• **Collected data entries**
>>>

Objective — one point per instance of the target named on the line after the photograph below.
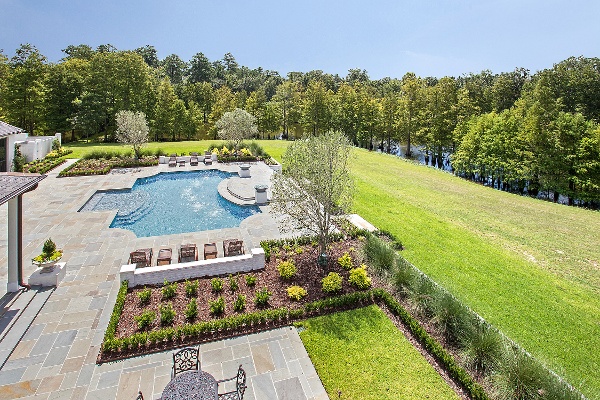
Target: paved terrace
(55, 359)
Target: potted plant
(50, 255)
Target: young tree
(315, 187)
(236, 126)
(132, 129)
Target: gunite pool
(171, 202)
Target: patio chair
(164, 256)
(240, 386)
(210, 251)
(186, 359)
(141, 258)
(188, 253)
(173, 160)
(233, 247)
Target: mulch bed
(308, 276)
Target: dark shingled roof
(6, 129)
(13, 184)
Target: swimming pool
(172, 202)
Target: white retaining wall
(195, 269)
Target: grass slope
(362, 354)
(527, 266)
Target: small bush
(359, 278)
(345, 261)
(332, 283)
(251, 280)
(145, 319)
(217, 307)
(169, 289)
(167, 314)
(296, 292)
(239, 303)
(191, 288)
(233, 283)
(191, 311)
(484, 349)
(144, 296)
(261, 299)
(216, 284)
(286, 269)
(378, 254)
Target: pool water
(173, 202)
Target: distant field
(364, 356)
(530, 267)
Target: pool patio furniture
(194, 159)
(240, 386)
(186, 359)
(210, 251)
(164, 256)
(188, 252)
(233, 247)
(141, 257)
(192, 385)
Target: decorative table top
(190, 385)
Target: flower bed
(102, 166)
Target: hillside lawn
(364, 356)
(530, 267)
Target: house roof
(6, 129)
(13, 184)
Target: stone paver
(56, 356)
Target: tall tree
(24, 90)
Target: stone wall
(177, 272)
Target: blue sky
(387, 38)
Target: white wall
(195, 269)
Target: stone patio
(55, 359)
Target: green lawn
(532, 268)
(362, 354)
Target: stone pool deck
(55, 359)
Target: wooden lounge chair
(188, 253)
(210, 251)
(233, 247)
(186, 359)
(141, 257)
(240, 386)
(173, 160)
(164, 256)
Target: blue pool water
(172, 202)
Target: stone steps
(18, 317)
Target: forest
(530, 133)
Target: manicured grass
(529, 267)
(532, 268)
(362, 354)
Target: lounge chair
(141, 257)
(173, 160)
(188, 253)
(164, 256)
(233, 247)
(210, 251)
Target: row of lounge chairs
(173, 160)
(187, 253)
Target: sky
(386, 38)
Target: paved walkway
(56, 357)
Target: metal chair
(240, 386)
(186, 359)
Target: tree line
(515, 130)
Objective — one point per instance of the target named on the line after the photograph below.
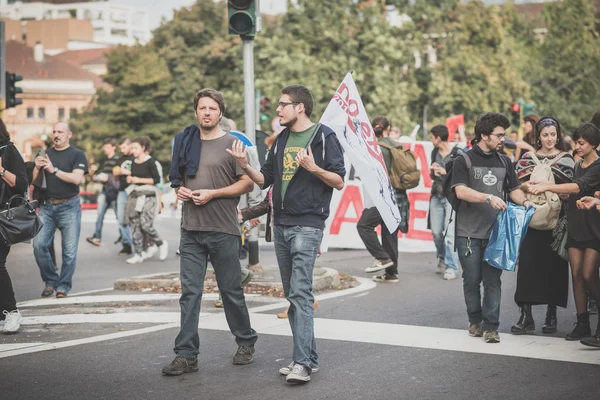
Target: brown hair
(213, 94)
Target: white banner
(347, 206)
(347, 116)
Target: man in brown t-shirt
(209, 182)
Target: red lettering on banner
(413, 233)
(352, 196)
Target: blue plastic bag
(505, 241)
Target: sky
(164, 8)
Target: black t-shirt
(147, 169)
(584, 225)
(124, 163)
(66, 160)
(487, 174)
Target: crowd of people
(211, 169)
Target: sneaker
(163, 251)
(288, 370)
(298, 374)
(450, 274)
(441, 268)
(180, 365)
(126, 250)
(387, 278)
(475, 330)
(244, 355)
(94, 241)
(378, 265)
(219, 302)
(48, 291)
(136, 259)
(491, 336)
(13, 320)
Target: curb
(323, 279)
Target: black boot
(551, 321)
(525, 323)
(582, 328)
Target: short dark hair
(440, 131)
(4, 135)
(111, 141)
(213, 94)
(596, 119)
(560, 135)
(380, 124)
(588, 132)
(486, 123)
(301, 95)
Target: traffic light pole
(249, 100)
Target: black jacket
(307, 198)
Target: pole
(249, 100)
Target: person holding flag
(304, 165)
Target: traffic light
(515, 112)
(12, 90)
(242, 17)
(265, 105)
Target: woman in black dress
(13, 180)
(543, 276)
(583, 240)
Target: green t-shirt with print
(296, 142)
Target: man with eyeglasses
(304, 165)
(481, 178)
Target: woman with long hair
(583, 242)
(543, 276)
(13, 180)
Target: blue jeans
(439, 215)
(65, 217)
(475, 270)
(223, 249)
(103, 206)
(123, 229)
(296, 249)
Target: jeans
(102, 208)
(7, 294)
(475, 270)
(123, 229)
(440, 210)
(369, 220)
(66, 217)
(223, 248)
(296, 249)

<<<

• **Assigned task**
Write the records out in full, word for word; leave every picture behind.

• **Response below**
Objective — one point per instance of the target named on the line after the photograph below.
Target: paved terrace
(55, 359)
Target: potted plant
(50, 255)
Target: young tree
(315, 187)
(236, 126)
(132, 129)
Target: gunite pool
(171, 202)
Target: patio chair
(164, 256)
(240, 386)
(210, 251)
(186, 359)
(141, 258)
(188, 253)
(173, 160)
(233, 247)
Target: mulch bed
(308, 276)
Target: dark shingled roof
(6, 129)
(13, 184)
Target: swimming pool
(172, 202)
Target: white retaining wall
(195, 269)
Target: grass slope
(362, 354)
(527, 266)
Target: small bush
(359, 278)
(345, 261)
(332, 283)
(251, 280)
(145, 319)
(217, 307)
(169, 289)
(167, 314)
(296, 292)
(239, 303)
(191, 288)
(233, 283)
(191, 311)
(484, 349)
(144, 296)
(261, 299)
(216, 284)
(286, 269)
(378, 254)
Target: pool water
(173, 202)
Target: distant field
(364, 356)
(530, 267)
Target: pool patio furniture
(194, 159)
(240, 386)
(186, 359)
(210, 251)
(164, 256)
(188, 252)
(233, 247)
(141, 257)
(192, 385)
Target: decorative table top
(190, 385)
Target: flower bed
(102, 166)
Target: hillside lawn
(364, 356)
(530, 267)
Target: house roof
(6, 129)
(13, 184)
Target: stone paver
(56, 356)
Target: tall tree
(24, 90)
Target: stone wall
(177, 272)
Target: blue sky
(387, 38)
Target: white wall
(195, 269)
Target: stone patio
(55, 359)
Target: green lawn
(532, 268)
(362, 354)
Target: stone pool deck
(55, 359)
Target: wooden lounge chair
(188, 253)
(210, 251)
(233, 247)
(186, 359)
(141, 257)
(240, 386)
(173, 160)
(164, 256)
Target: blue pool water
(172, 202)
Target: stone steps
(18, 317)
Target: forest
(530, 133)
Target: manicured grass
(529, 267)
(532, 268)
(362, 354)
Target: lounge chair
(141, 257)
(173, 160)
(188, 253)
(164, 256)
(233, 247)
(210, 251)
Target: row of lounge chairs
(173, 160)
(187, 253)
Target: sky
(386, 38)
Target: paved walkway
(56, 357)
Target: metal chair
(240, 386)
(186, 359)
Target: tree line
(515, 130)
Objective — one point per instance of the target named on the line after the photograph below.
Target: brown hair
(213, 94)
Target: white banner
(347, 206)
(347, 116)
Target: man in brown t-shirt
(209, 182)
Target: red lettering on banner
(413, 233)
(352, 196)
Target: blue plastic bag
(505, 241)
Target: sky
(164, 8)
Target: black t-shirt
(147, 169)
(584, 225)
(124, 163)
(66, 160)
(487, 174)
Target: crowd of people
(211, 169)
Target: sneaker
(163, 251)
(288, 370)
(298, 374)
(450, 274)
(441, 268)
(180, 365)
(126, 250)
(387, 278)
(475, 330)
(244, 355)
(94, 241)
(378, 265)
(219, 302)
(48, 291)
(136, 259)
(491, 336)
(13, 320)
Target: curb
(323, 279)
Target: black boot
(551, 321)
(525, 323)
(582, 328)
Target: short dark hair
(440, 131)
(4, 135)
(111, 141)
(213, 94)
(596, 119)
(560, 135)
(380, 124)
(588, 132)
(486, 123)
(301, 95)
Target: traffic light pole
(249, 100)
Target: black jacket
(307, 198)
Target: pole
(249, 100)
Target: person holding flag
(304, 165)
Target: traffic light
(515, 112)
(12, 90)
(242, 17)
(265, 105)
Target: woman in black dress
(13, 180)
(543, 276)
(583, 240)
Target: green t-shirt with print
(296, 142)
Target: man with eyeglasses
(304, 165)
(481, 178)
Target: woman with long hair
(583, 242)
(543, 276)
(13, 180)
Target: blue jeans
(439, 215)
(65, 217)
(475, 270)
(223, 249)
(103, 206)
(123, 229)
(296, 249)
Target: jeans
(102, 208)
(7, 294)
(475, 270)
(123, 229)
(440, 210)
(369, 220)
(66, 217)
(223, 248)
(296, 249)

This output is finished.